Saved entries

___

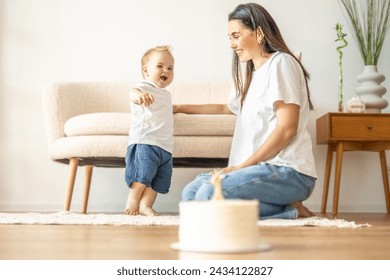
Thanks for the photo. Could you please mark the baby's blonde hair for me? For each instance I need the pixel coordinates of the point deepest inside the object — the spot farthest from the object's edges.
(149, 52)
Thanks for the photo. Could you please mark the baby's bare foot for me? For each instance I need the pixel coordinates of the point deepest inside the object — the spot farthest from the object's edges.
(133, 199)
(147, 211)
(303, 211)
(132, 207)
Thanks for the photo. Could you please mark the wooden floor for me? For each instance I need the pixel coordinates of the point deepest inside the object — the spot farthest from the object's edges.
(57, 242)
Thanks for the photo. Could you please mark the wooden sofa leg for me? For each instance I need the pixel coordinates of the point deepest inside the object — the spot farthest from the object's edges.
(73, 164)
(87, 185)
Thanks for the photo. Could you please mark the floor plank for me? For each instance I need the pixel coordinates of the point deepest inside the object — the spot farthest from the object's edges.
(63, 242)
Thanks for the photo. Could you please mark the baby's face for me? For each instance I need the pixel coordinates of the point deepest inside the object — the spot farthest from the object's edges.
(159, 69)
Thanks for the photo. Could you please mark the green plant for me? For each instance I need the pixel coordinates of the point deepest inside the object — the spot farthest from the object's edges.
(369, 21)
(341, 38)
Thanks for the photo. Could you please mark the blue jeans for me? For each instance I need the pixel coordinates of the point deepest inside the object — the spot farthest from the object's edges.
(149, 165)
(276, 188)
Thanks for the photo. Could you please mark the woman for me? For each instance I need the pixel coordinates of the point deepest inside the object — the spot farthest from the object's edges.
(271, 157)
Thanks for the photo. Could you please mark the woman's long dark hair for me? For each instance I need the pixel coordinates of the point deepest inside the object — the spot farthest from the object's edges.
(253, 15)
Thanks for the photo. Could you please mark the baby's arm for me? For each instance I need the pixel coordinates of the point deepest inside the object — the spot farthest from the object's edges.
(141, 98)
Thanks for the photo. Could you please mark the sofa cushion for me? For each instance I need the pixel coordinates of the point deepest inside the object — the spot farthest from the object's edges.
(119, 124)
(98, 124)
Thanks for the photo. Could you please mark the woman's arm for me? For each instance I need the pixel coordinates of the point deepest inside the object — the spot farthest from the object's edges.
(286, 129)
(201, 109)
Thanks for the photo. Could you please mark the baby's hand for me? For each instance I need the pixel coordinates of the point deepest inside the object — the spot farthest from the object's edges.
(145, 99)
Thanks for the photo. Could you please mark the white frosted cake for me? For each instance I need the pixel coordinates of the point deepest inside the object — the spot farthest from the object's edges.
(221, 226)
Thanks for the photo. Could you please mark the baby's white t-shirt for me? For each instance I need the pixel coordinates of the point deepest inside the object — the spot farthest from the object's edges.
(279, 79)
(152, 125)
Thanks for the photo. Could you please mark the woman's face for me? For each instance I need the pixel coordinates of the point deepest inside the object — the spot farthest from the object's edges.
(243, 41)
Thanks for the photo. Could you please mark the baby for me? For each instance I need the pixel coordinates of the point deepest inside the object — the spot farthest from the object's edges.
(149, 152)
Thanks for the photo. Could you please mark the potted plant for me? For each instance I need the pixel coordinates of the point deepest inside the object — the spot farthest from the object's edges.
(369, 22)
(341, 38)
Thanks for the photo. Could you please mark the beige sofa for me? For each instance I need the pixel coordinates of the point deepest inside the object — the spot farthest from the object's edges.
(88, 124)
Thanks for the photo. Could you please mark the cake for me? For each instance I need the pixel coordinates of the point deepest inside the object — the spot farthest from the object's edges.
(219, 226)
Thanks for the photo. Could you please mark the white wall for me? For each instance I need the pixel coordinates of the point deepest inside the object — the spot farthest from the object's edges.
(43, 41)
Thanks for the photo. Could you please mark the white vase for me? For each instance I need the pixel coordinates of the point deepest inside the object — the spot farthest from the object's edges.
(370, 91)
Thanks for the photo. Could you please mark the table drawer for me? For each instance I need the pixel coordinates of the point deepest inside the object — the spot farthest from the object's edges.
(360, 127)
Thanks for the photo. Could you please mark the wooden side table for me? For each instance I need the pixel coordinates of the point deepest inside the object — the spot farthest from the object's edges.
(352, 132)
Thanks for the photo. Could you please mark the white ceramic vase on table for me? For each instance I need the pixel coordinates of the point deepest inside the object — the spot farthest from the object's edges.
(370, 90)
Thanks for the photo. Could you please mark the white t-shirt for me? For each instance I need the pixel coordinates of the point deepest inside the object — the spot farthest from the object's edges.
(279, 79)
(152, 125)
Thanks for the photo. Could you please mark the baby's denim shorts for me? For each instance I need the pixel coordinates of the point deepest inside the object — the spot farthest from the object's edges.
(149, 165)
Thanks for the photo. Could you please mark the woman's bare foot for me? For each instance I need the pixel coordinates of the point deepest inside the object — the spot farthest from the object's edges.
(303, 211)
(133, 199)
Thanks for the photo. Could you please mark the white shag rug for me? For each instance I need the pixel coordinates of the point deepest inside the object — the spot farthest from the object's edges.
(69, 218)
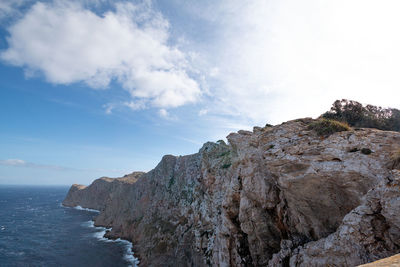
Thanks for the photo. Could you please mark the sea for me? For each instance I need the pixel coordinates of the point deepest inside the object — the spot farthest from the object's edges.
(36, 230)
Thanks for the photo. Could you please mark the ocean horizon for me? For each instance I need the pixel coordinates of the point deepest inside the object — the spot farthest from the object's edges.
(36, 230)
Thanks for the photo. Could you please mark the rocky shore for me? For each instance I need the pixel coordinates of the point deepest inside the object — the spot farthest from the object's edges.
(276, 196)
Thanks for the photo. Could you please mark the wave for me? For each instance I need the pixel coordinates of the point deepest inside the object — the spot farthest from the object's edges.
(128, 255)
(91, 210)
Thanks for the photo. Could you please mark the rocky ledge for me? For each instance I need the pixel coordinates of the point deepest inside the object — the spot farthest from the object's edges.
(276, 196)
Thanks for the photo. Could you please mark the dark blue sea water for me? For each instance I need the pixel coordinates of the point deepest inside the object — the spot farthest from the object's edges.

___

→ Work order: What is needed is an exact reprint of every entry, pictures excluded.

→ Solution for this task:
Thanks for the photo. Could you please mark the baby's blonde hair for me? For each instance I need the pixel coordinates of the point deepest inside the object — the spot farthest from the object's edges.
(149, 52)
Thanks for the photo. Could you please mark the baby's bare foot for me? For each instance I need the pixel coordinates of the point deepest inside the object — the spot farthest from the object's edges.
(133, 199)
(147, 211)
(303, 211)
(132, 207)
Thanks for the photo. Could you please mark the wooden floor for me? For each instance I need the pixel coordinates of the point deepest inside the object — the spot farthest from the object's edges.
(57, 242)
Thanks for the photo. Could you please mark the wooden sofa leg for me? For each instance I need the pixel coordinates of the point deepest inside the object — the spot farthest from the object's edges.
(73, 164)
(87, 185)
Thanks for the photo. Could you please mark the floor plank for me? For each instance I need the pixel coordinates of the point deepest inside the object — the spot farthest from the object's edges.
(63, 242)
Thanks for the photo. Could you please mark the baby's face for me? For each instance I need the pixel coordinates of the point deepest inside the object — the spot farthest from the object's edges.
(159, 69)
Thanks for the photo. Could you please mark the green plant for me? For each instance I need the pixel coordinates of the point deepest inside the object — the spot farthest from the object's edges.
(369, 21)
(341, 38)
Thanks for the photo. Could you please mark the blue jeans for me? For each instance I need the pixel coordinates of the point deepest inside the object — the spot farthest from the object's edges.
(149, 165)
(276, 188)
Thanks for the photo. Could you please mark the woman for me? For each instance I need the pixel coordinates of the point deepest inside the object — the spot farthest from the object's edges.
(271, 157)
Thanks for the photo. Could you please mark the woman's long dark hair for me? For each instance I need the pixel coordinates of the point deepest inside the object — the spot farthest from the object's edges.
(253, 15)
Thanks for the photo. Could you please mark the baby's arm for me? For each instance I need the pixel coordinates of the point deepest inside the object — the spot farthest from the object's edges.
(141, 98)
Thanks for the photo. Could you please mark the sofa cushion for me? For each instance I need the pixel coordinates of the point deepest inside the object — the spot farthest from the object's edges.
(119, 124)
(98, 124)
Thanks for the photo. Could you please mark the woman's arm for me? For each instance I need the pixel coordinates of the point deepest inside the object — the spot farthest from the object's edges.
(286, 129)
(201, 109)
Thanks for the photo. Could you please mark the baby's hand for me? For each instance I need the pixel coordinates of the point deepest inside the object — the spot farthest from the object's edges.
(145, 99)
Thanks for the photo. Could you please mark the white frosted cake for me? For each instance I need the pixel coordinates of the point deepest inside the object — the spot farthest from the object's edges.
(221, 226)
Thanks for the photo. Could you please mark the baby's white t-shirt for me? For each instance I need the pixel coordinates of the point deepest inside the object — the spot farthest from the object's edges.
(279, 79)
(152, 125)
Thanks for the photo. Could you please mark the woman's face for me? For each instance I need the pixel coordinates of the point deepest inside the object — the spot farthest from the object's edges.
(243, 41)
Thanks for the photo. Could you please mark the baby for me? For each instance I need the pixel coordinates of the point deepest inside the object — the spot farthest from the object's edges.
(149, 152)
Thanks for the photo. Could you please mark the potted plant for me? For each instance I need the pixel coordinates of the point deepest inside the object — the spot farthest from the object's edges.
(369, 22)
(341, 38)
Thanks for the photo. Could you please mark the beige sofa for me? For each instance I need the pixel coordinates of the point deepest inside the object — the spot farthest from the object's edges.
(88, 124)
Thanks for the photo. Could you please mark the cake for me? For each instance I need the pixel coordinates of the point deepest inside the object — the spot farthest from the object's edges.
(219, 226)
Thanks for the photo. Could you please mark the white wall for me? For each instance I need the pixel coordinates of the point deepest inside the object — the spot farthest from the object's edges.
(43, 41)
Thanks for the photo. Could you please mark the white vase for me? For each instance I need the pixel coordinates of the point deepest inside the object — the spot farthest from the object's edges.
(370, 91)
Thanks for the photo. Could you please mark the table drawer for me? For each instance I need the pixel coordinates of the point deepest inside the object — the spot farthest from the object's edges.
(360, 127)
Thanks for the photo. Could you please mark the wooden side table for me? For each instance I need the pixel coordinates of the point deepest inside the object — the spot farthest from the object's edges.
(352, 132)
Thanks for the photo. Could you please mark the white ceramic vase on table for me? For each instance I need the pixel coordinates of the point deepest inside the object — the spot farthest from the object's edges.
(370, 90)
Thanks for the photo. Could you please mark the white t-shirt for me? For each instance I need the pixel coordinates of the point deepest inside the object — the spot farthest from the object's edges.
(279, 79)
(152, 125)
Thanks for the photo. Could you please mark the baby's denim shorts for me? For each instance I need the pixel coordinates of the point deepest inside the object — the spot farthest from the object's edges.
(149, 165)
Thanks for the photo. Could you please mark the woman's bare foot for me? For each instance I need the pixel coordinates of the point deepest inside the object — the spot farthest from the object's edges.
(303, 211)
(133, 199)
Thanks for the photo. Could you please mark the white shag rug for me? For each instance I need the pixel coordinates of the point deepest inside the object — the spot farthest from the object's edges.
(69, 218)
Thanks for the photo. Could you please mark the sea for me? For each instance I need the pixel coordinates of the point deepest inside the object — the spot farthest from the object's edges.
(36, 230)
Thanks for the photo. Could you please mark the ocean horizon for me? For each instance I need the pixel coordinates of the point deepest inside the object — the spot farthest from the object's edges.
(36, 230)
Thanks for the photo. Could you please mark the rocky shore for me? For each instance I need the pixel coordinates of the point deepest inside the object — the spot farthest from the object's edges.
(276, 196)
Thanks for the photo. Could you please mark the wave for me? For each instance I need the pixel coordinates of the point deepest inside the object — the spot farthest from the object's edges.
(128, 255)
(91, 210)
Thanks for the photo. Could you please mark the rocky ledge for me? For each instance I need the pixel coordinates of the point deepest inside the object — the spot farthest from the object's edges.
(276, 196)
Thanks for the photo. Could you please mark the dark blue sea water for me? For each instance I need the pixel coordinates of the point deepest inside the object — the spot farthest from the object's edges.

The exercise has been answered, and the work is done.